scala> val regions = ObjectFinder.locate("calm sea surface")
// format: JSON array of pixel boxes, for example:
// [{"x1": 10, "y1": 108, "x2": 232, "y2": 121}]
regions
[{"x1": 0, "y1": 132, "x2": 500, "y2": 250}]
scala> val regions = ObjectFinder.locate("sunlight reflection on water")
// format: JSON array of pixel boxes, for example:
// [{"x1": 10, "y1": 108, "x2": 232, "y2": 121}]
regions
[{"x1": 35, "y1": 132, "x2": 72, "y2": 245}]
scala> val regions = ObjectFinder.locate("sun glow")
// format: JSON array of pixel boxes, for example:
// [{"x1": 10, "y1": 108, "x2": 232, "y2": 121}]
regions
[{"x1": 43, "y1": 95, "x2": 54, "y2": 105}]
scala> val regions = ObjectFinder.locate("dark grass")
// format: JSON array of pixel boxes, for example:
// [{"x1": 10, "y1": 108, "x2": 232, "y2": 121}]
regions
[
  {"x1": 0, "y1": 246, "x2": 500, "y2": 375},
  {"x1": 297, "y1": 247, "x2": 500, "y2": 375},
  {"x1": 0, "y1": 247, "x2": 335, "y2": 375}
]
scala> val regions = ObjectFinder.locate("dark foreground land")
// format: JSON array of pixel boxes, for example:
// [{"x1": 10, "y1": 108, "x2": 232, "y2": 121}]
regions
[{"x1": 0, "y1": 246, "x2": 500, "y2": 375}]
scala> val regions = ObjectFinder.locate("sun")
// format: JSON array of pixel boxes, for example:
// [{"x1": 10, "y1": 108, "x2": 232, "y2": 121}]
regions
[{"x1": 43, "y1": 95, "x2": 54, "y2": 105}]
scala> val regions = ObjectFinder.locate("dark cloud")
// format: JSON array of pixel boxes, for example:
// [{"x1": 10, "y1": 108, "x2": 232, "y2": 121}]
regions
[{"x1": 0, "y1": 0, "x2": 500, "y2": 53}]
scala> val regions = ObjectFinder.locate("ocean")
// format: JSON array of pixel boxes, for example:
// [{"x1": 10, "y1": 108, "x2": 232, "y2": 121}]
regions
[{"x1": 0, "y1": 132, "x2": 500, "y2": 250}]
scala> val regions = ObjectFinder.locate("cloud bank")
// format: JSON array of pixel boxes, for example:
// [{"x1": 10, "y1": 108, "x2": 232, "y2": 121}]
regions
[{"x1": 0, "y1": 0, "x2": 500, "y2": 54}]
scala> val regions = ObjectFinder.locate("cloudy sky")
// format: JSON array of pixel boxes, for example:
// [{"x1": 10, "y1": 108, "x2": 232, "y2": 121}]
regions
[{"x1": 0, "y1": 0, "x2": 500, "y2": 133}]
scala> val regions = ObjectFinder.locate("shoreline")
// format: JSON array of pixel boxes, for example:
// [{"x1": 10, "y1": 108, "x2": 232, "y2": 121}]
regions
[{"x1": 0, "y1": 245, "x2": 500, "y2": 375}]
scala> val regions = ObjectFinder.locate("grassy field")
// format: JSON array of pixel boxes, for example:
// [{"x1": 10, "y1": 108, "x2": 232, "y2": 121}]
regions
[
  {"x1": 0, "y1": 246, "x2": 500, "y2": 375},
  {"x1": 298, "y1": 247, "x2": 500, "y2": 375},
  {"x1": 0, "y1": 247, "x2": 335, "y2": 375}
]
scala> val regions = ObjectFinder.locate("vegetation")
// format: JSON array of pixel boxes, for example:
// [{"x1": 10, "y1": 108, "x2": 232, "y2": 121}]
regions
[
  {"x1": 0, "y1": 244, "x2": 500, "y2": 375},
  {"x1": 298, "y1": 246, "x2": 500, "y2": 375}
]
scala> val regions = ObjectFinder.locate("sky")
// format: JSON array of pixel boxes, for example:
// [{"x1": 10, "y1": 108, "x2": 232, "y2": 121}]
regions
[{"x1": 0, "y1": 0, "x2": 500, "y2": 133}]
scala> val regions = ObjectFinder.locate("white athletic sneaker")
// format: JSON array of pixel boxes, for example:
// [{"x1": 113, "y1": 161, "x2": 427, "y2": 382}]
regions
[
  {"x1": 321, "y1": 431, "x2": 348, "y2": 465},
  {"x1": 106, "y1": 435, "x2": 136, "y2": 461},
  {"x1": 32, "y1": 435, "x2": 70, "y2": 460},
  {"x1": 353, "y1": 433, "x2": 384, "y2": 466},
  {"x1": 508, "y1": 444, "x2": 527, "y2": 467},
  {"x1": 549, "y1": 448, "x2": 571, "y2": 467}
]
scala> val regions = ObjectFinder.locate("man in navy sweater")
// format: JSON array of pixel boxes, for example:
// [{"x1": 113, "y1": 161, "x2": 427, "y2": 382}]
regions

════

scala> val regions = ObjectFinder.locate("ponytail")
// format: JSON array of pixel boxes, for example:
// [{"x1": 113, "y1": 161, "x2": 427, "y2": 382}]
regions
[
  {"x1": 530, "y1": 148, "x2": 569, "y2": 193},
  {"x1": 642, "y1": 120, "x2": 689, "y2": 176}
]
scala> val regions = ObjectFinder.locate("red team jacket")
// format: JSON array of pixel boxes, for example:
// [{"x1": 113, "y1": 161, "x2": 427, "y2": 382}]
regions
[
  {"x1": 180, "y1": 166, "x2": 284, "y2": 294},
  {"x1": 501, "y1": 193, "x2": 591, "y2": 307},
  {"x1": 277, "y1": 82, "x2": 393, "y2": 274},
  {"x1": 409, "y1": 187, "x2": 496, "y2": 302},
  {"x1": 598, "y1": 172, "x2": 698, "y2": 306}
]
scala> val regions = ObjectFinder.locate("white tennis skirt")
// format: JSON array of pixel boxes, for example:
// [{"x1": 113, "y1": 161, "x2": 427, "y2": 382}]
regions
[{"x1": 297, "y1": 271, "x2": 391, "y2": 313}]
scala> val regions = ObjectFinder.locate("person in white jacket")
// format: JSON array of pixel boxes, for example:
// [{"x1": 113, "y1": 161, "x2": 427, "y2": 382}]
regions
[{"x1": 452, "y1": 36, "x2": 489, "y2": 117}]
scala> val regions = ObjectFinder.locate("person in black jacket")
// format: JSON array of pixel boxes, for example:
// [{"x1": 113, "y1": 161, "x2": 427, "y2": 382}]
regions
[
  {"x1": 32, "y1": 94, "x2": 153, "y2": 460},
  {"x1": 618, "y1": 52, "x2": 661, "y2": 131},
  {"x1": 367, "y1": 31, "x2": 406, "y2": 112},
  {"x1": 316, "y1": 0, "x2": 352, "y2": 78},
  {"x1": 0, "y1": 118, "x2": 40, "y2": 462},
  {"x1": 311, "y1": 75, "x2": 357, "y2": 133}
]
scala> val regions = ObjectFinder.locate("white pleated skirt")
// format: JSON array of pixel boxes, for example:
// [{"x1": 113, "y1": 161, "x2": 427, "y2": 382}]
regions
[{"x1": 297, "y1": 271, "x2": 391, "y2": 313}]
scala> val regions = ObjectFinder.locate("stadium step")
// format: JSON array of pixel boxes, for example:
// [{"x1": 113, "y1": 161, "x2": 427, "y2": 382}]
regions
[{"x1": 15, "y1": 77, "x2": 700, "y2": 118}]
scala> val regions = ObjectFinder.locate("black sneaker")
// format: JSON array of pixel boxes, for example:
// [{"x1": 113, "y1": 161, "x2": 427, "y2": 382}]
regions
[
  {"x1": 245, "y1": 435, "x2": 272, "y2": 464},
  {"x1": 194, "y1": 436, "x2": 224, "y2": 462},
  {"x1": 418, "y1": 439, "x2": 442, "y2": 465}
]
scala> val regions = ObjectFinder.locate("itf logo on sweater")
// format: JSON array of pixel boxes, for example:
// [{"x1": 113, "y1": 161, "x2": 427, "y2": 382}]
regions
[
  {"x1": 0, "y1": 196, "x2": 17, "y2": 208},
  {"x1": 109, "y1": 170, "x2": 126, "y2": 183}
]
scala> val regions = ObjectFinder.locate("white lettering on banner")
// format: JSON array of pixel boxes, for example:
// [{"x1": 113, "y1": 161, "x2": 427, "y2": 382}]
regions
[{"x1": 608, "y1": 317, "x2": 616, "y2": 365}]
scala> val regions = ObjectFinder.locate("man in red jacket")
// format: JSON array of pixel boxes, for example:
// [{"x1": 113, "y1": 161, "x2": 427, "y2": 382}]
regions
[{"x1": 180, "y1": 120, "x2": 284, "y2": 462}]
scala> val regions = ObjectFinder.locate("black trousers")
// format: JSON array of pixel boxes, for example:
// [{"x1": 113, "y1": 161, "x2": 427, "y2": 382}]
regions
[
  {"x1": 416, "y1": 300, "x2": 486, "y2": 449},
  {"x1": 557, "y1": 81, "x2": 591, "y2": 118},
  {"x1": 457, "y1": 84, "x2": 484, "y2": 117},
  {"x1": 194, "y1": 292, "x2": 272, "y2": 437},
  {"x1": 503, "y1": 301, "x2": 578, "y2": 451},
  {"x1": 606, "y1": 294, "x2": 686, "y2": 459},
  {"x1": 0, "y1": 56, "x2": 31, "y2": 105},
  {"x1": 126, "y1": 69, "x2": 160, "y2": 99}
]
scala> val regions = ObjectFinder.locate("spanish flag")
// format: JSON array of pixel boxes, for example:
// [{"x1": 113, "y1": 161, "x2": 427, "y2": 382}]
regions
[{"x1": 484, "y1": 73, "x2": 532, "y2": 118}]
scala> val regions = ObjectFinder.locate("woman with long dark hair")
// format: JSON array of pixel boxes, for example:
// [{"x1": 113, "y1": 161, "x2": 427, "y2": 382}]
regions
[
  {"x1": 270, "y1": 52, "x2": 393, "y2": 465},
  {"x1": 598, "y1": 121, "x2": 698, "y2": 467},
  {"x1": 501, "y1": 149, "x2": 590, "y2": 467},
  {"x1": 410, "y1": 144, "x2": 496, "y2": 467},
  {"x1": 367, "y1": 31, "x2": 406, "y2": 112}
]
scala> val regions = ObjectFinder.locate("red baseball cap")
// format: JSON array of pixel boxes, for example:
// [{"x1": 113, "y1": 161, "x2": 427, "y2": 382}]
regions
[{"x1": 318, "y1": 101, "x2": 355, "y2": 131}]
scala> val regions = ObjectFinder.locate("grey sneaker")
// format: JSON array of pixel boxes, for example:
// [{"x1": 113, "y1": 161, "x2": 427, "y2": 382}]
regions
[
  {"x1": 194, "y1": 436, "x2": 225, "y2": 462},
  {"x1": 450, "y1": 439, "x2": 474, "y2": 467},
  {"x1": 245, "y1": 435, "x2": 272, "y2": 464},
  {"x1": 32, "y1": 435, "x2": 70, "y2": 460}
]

════

● **PROBLEM TO SOLVE**
Collect and copy out, in full, each line of the material above that contains the word "sweater".

● **CORRECT RESULT**
scala> val regions = ObjectFinder.locate("man in navy sweater")
scala> val regions = ObjectFinder.locate("itf logo on sweater")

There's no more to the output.